▶ _Brief 1_:
Copy the rows below word for word, from the line containing "This quickstart shows" down to the line containing "85L143 85L142 83L140", including both of those lines.

▶ _Quoted text_:
— BEGIN —

# Cast iron and eggs



## doingitmyself (Jul 30, 2013)

This morning i cooked sausage links and eggs in my most excellent 12" cast iron skillet. I have cooked bacon many, many times and never had a lick of trouble. But this morning after i cooked the links i pushed them over to the edges and cracked my eggs into the middle of the skillet just as i have done for years, an then they stuck to the pan!!! I was able to get em off and enjoy my breakfast but but there certainly was a crusty layer of brown grunge in my perfectly seasoned 80 year old pan !!! Should i have added grease? I thought the fat from the links would be enough, like i said bacon had never been an issue.

After i plated my eggs and links I added a bit of water and let it sit for a few minutes and the grunge came off easily enough but what happened? I was thinking some of the casing on the links perhaps stuck? I rarely do links ever but just wanted something different for a change so i picked em up. If links do this i will just stick to patty's! Any thoughts!!!

— END —

▶ _Brief 2_:
In the post about cast iron and eggs, how old is the skillet the eggs stuck to?

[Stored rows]
— BEGIN —

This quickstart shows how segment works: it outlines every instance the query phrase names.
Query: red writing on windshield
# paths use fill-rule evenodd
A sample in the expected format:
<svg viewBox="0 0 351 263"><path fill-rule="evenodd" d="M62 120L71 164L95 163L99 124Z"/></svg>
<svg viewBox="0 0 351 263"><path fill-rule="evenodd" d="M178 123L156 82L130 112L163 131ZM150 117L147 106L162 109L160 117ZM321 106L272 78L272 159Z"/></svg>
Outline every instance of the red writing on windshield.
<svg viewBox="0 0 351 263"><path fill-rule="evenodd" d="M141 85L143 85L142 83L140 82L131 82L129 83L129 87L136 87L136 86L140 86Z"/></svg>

— END —
— BEGIN —

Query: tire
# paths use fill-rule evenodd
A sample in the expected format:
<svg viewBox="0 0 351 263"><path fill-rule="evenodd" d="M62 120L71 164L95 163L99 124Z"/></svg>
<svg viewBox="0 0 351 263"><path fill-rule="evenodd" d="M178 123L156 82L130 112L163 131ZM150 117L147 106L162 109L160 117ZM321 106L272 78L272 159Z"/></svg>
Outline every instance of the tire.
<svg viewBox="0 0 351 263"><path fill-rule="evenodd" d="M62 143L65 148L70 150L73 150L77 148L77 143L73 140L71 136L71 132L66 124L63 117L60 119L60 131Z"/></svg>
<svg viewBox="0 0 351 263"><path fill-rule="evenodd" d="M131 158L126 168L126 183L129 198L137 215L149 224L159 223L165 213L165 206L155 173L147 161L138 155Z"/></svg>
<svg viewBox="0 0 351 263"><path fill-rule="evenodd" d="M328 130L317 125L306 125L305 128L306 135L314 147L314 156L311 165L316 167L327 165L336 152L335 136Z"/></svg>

— END —

▶ _Task result 1_:
This quickstart shows how segment works: it outlines every instance the query phrase names.
Query: red writing on windshield
# paths use fill-rule evenodd
A sample in the expected format:
<svg viewBox="0 0 351 263"><path fill-rule="evenodd" d="M62 120L71 164L95 163L99 124Z"/></svg>
<svg viewBox="0 0 351 263"><path fill-rule="evenodd" d="M178 123L156 82L130 112L163 131ZM150 117L147 106L162 109L160 117ZM321 106L272 78L272 159Z"/></svg>
Outline every instance of the red writing on windshield.
<svg viewBox="0 0 351 263"><path fill-rule="evenodd" d="M141 85L143 85L142 83L140 82L131 82L129 83L129 87L136 87L136 86L140 86Z"/></svg>

▶ _Task result 2_:
80 years old.